Written request: Rewrite the passage in the lathe chuck thread below from "## itsme_Bernie (Jan" up to and including "or four jaw.", replacing "rotary table" with "indexing table".

Selected excerpt:

......

# Recommendations for a lathe chuck for a rotary table.



## Mark in Indiana (Jan 8, 2015)

Hi friends,

First the background. I have a 1938 Cincinnati MH2 milling machine that can perform both horizontal & vertical milling operations. It features a 12" x 54" table with a 8" Palmgren tilting/indexing vise and a 14" Kamakura horizontal rotary table. 2 things that I would like to get to make it a complete machine for my needs are a DRO and a lathe chuck to be mounted to the rotary table.


Concerning the lathe chuck:

1. Should I get a 3 jaw, 4 jaw, or 6 jaw? What advantages would one be over the other?
I'm considering a 3 jaw. They are easier for clamping the part. Tramming can be done by positioning on the rotary table. What do you guys think?

2. What type of chuck can be clamped onto the rotary table?

3. I'm going to shop at a used equipment dealer. Can I get some advise on buying a chuck, outside of how smooth the jaws move?


Thanks in advance.


----------



## Bill C. (Jan 8, 2015)

Mark in Indiana said:


> Hi friends,
> 
> First the background. I have a 1938 Cincinnati MH2 milling machine that can perform both horizontal & vertical milling operations. It features a 12" x 54" table with a 8" Palmgren tilting/indexing vise and a 14" Kamakura horizontal rotary table. 2 things that I would like to get to make it a complete machine for my needs are a DRO and a lathe chuck to be mounted to the rotary table.
> 
> ...



You may want to use a raised backplate to mount a chuck on then clamp it's base to your rotary table.  A four jaw chuck would be the most accurate.


----------



## itsme_Bernie (Jan 8, 2015)

Bill has a good suggestion about the plate.  Another way to go is to make a fitted plug for the bottom of the chuck that would also fit the hole in the center of a rotary table, if it has one.
I would add that it sounds like you know what you want the chuck for, so if, most often, you are going to be STARTING your projects on the rotary table, you can just get a self centering three jaw, six jaw or four jaw.

If you were going to be starting your projects on other machines and having to move them to the rotary table most often, you would want an independent chuck to ease centering the part on the rotary table, to a much greater degree of accuracy.

Bernie


----------



## randyjaco (Jan 8, 2015)

I agree on the 4 jaw. I have a 3 on mine, but I am looking for a 4.

Randy


----------



## Mark in Indiana (Jan 13, 2015)

I was able to find a 4 jaw chuck. It was made in Poland, and in excellent condition. I know that it will be harder to mount a work piece, but given the condition of the jaws and versatility, it was a good deal for 100$.

Thanks for your feedback.


----------



## Restorer (Jan 15, 2015)

Mark,

I am assuming the mill and rotary table are for home shop use.
Why not use the chucks you have for your lathe?

My lathe chucks ( 3 jaw & 4 Jaw) have a threaded back plate 1 1/2 - 8.
My rotaty tables have a center hole for alignment and location purposes.

An adapter plate was made for the Rotary Table that has a pin to slide into the locating hole of the R.T. and drilled holes lining up with the tee slots through the flange.

......

Dataset excerpt:
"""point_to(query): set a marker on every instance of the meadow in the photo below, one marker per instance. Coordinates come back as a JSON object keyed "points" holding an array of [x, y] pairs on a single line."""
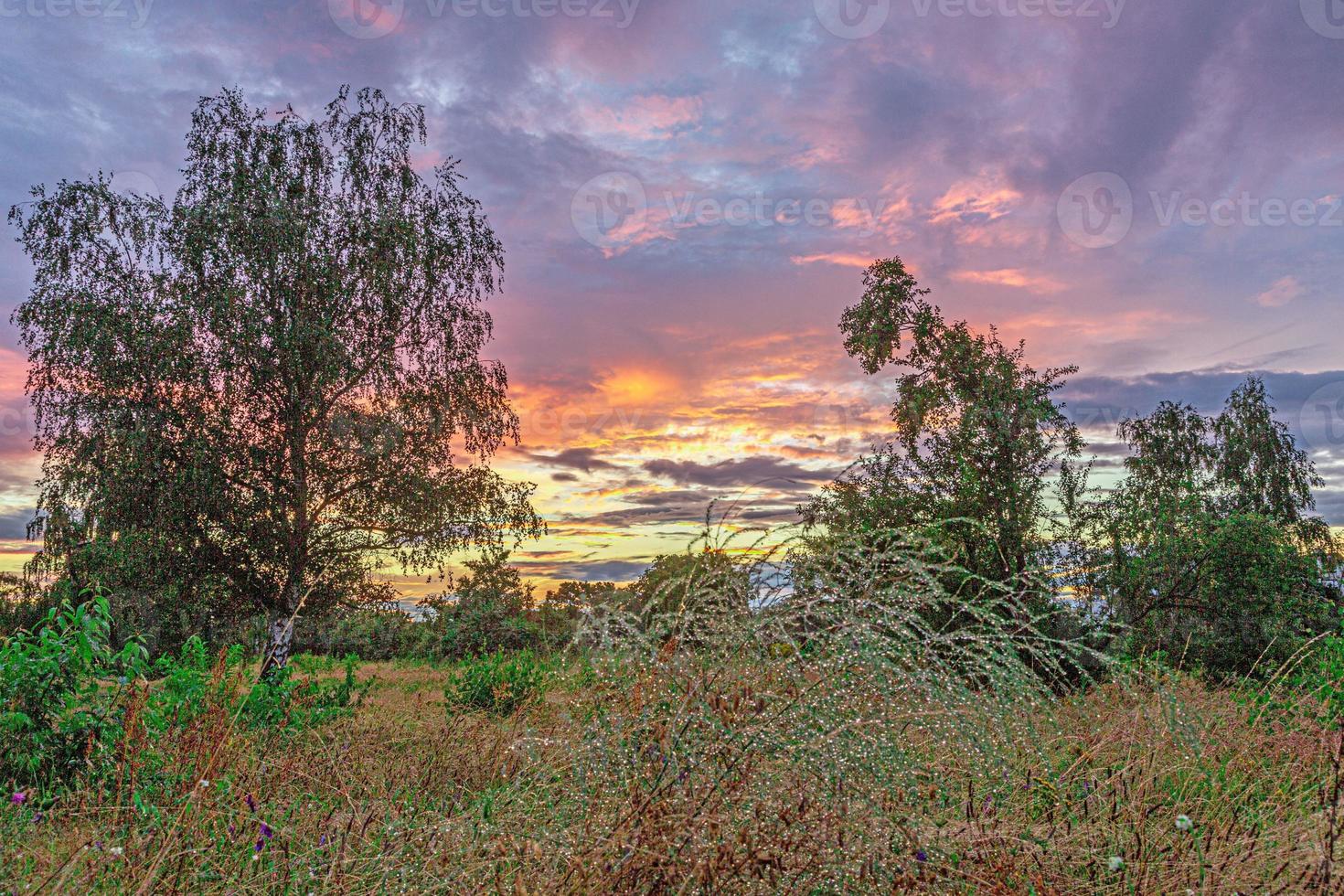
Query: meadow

......

The response:
## itsme_Bernie (Jan 8, 2015)

Bill has a good suggestion about the plate.  Another way to go is to make a fitted plug for the bottom of the chuck that would also fit the hole in the center of a indexing table, if it has one.
I would add that it sounds like you know what you want the chuck for, so if, most often, you are going to be STARTING your projects on the indexing table, you can just get a self centering three jaw, six jaw or four jaw.